Source extract>
The single ring structure will hold 12 thousand employees in 3.1 million square feet. With the exception of a parking structure along the freeway edge of the site all of the parking is moved underground, allowing the site to be densely covered in over six thousand trees. Steve Jobs boasted that there was not a single flat plane of glass in the building. But, with a diameter of roughly a third of a mile, would anybody notice if there were flat panes with a tiny fraction of one degree angle from one to the next? Jobs said that “it was not an inexpensive way to build’ which would seem to be the entire point. This is a building to project wealth and power, rather than simply contain workers. It is a Versailles surrounded by its gardens, except with a hall of windows rather than a hall of mirrors. It is the castle of the king of Silicon Valley.
Except castles, in addition to their walls and courtyards, have gatehouses to welcome the subjects into the realm of the castle. In contrast, Apple’s new structure has no gatehouse. This is a monastic cloister in glass and enamel. This is a fortress without an apparent entrance. It is the Pentagon. Actually measured by the length of the exterior perimeter it is larger than the Pentagon!

Written exercise 1> According to the piece on Apple's new building, how many employees will the single ring structure hold?

Dataset entries>

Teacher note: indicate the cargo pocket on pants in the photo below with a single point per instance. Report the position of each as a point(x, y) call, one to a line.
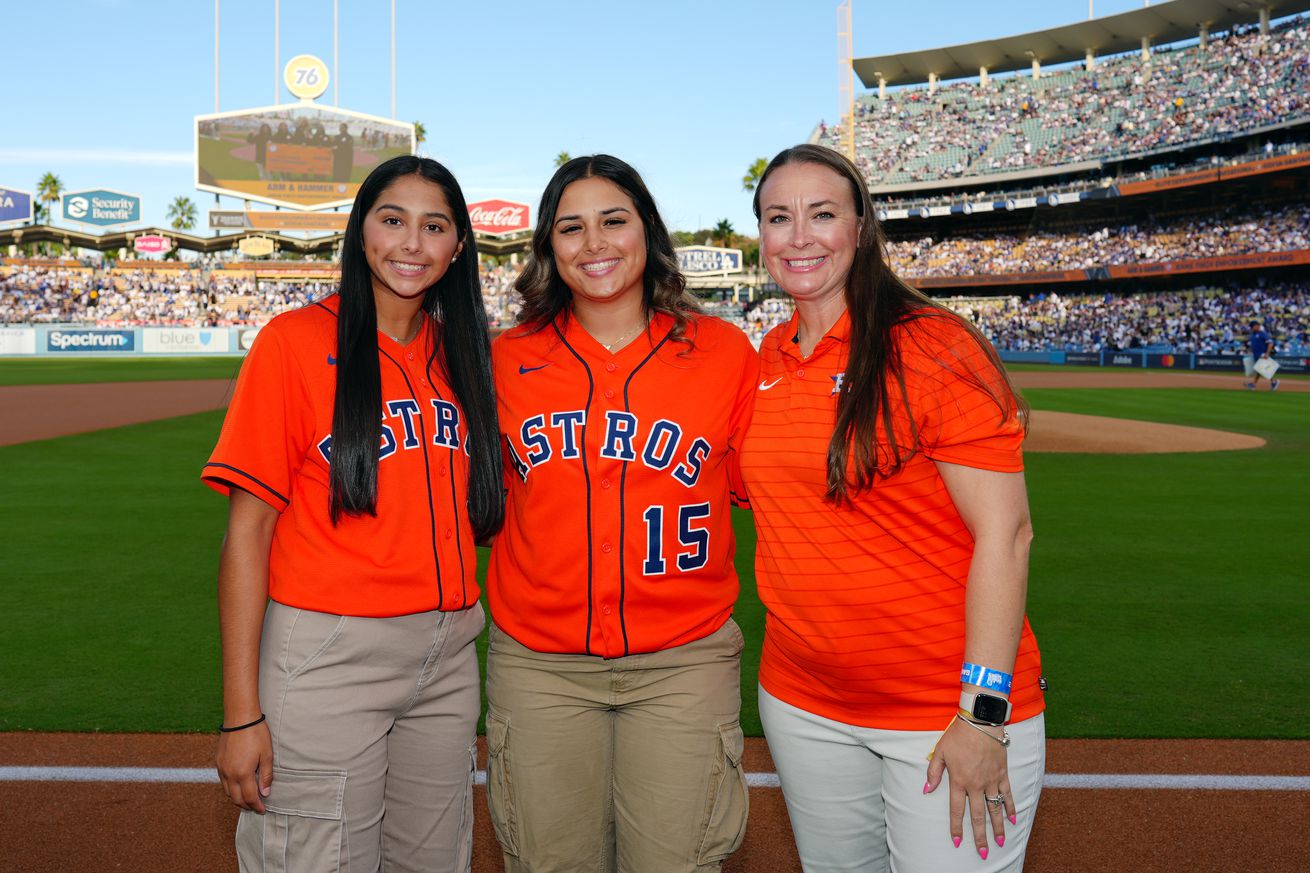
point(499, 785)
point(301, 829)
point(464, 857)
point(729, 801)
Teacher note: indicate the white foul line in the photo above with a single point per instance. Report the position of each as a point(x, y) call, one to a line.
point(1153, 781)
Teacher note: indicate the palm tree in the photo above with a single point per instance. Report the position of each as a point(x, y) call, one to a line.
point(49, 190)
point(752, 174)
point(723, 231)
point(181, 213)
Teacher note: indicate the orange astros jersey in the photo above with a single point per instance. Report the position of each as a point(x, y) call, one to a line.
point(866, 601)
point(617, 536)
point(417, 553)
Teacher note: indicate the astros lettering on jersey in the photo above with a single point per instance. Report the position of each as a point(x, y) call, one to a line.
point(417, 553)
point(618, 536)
* * *
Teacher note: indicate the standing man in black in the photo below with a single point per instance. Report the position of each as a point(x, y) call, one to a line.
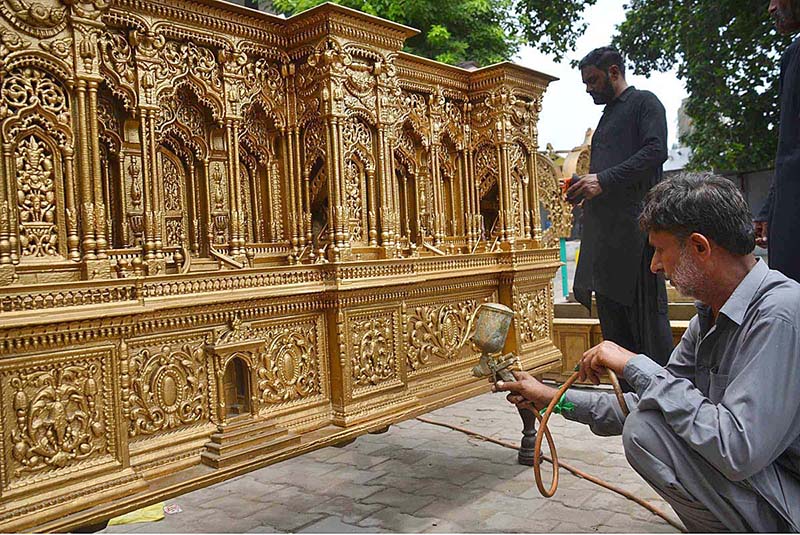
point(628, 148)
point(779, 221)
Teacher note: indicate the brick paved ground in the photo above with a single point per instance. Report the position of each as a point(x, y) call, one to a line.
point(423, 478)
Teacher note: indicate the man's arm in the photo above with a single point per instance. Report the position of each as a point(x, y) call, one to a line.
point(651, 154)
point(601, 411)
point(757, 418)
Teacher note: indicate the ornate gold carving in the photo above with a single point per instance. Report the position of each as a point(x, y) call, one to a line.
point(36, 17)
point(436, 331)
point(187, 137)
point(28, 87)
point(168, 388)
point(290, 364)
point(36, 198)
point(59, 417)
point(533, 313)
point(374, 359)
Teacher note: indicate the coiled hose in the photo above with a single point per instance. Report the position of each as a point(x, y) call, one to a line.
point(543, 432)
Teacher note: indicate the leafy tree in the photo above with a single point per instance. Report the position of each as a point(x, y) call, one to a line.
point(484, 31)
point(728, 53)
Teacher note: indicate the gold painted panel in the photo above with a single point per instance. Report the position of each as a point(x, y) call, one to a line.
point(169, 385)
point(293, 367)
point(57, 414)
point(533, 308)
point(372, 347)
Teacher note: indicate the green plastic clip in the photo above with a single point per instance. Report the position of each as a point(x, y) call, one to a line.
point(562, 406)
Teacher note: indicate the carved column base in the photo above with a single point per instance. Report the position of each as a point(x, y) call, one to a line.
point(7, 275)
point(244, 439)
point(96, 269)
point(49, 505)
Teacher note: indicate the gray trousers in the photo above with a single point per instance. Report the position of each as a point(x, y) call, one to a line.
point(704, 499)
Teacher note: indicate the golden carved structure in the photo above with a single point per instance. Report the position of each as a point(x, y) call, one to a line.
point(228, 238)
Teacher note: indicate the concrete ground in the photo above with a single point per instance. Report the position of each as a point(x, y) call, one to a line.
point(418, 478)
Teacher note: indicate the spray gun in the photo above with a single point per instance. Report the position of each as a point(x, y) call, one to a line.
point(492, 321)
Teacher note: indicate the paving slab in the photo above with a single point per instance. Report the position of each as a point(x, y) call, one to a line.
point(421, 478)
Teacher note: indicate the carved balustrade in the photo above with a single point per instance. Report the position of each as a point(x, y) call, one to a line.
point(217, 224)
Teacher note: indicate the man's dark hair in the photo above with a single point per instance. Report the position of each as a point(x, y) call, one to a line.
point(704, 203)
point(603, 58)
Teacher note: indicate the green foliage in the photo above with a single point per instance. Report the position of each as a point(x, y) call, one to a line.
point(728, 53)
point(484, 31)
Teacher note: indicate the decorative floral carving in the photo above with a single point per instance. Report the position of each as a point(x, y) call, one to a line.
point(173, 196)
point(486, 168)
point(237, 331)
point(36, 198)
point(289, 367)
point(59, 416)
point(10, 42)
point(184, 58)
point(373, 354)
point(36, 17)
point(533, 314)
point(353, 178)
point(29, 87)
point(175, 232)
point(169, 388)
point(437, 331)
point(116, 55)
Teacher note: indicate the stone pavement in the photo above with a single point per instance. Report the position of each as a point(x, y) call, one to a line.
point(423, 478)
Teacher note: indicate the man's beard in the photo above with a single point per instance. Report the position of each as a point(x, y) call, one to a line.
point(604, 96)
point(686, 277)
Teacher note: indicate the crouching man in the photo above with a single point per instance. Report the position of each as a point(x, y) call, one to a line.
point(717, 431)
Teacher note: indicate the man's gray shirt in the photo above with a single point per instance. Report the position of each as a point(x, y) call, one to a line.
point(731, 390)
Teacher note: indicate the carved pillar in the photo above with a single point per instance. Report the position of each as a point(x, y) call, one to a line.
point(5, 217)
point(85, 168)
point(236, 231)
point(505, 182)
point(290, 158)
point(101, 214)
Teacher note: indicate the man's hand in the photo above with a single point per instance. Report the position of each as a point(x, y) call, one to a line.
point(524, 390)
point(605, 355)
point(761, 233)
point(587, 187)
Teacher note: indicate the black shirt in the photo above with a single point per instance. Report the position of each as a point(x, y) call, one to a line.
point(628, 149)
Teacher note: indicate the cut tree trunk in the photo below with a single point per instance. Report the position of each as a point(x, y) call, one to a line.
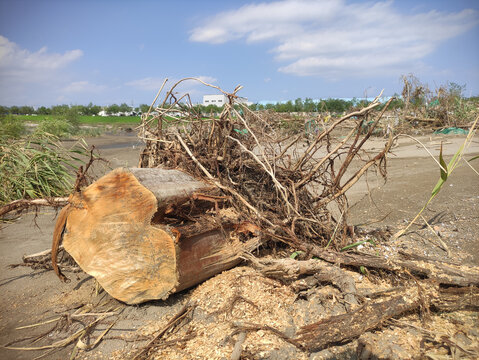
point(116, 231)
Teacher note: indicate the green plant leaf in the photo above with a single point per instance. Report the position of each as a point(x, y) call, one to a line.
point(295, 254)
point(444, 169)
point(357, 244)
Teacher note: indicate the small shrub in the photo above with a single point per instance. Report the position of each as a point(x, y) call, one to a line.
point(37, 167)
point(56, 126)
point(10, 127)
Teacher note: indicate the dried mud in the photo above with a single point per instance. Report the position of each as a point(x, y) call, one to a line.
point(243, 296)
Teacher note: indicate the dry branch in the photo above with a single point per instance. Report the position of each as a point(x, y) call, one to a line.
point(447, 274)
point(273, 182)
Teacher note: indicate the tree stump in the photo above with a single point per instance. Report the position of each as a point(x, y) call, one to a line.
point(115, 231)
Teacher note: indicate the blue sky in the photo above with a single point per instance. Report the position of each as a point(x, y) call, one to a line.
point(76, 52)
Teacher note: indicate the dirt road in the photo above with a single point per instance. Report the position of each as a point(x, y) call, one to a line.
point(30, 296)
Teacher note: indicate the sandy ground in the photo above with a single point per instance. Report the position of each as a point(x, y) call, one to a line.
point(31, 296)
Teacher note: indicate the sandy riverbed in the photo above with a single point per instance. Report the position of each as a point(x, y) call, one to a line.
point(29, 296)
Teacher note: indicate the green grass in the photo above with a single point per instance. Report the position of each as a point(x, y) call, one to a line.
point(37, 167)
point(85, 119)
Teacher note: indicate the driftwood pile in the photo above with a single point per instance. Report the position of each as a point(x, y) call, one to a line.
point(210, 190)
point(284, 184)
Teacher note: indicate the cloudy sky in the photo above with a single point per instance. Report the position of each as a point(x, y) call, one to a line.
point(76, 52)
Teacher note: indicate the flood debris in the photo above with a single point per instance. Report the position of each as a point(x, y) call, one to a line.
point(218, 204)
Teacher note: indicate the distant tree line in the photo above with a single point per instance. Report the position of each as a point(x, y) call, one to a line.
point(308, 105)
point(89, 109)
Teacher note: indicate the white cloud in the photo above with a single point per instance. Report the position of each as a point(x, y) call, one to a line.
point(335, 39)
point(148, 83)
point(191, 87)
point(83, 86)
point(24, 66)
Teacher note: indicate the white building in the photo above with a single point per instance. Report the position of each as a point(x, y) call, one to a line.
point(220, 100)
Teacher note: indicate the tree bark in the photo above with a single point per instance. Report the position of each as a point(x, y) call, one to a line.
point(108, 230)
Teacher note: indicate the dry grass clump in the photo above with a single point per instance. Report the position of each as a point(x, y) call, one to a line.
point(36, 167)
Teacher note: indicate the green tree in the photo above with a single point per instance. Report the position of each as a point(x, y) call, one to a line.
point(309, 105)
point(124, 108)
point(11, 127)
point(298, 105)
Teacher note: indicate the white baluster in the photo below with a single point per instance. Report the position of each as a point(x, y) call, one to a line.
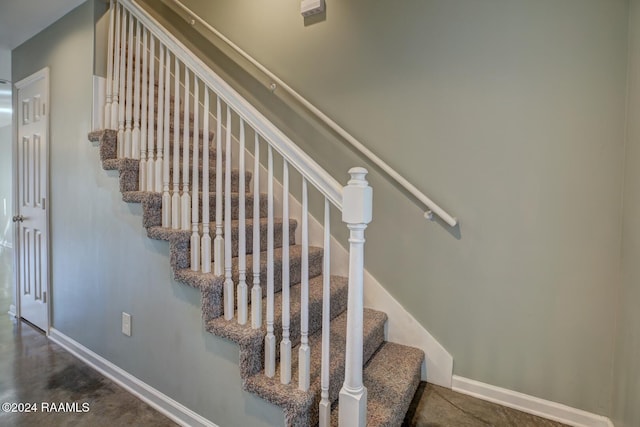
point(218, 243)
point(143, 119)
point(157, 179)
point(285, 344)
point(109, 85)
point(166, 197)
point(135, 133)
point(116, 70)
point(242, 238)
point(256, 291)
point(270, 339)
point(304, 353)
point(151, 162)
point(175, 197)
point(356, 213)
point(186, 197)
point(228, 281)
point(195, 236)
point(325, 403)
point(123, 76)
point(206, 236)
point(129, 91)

Written exercise 2> In the entries, write out the stretch from the line containing "Teacher note: indicate the cargo" through the line containing "point(1153, 781)" with "photo" swapped for "image" and everything else unchanged. Leave the pictures out.

Final answer 1> 12 thousand employees.

Final answer 2>
Teacher note: indicate the cargo pocket on pants in the image below with a single point per instance. Report the position of each as a point(x, y) call, one to a line.
point(499, 785)
point(301, 829)
point(464, 857)
point(729, 801)
Teacher note: indicate the white foul line in the image above with a single point per instance. Report the position of each as a point(x, y) call, one to a line.
point(1153, 781)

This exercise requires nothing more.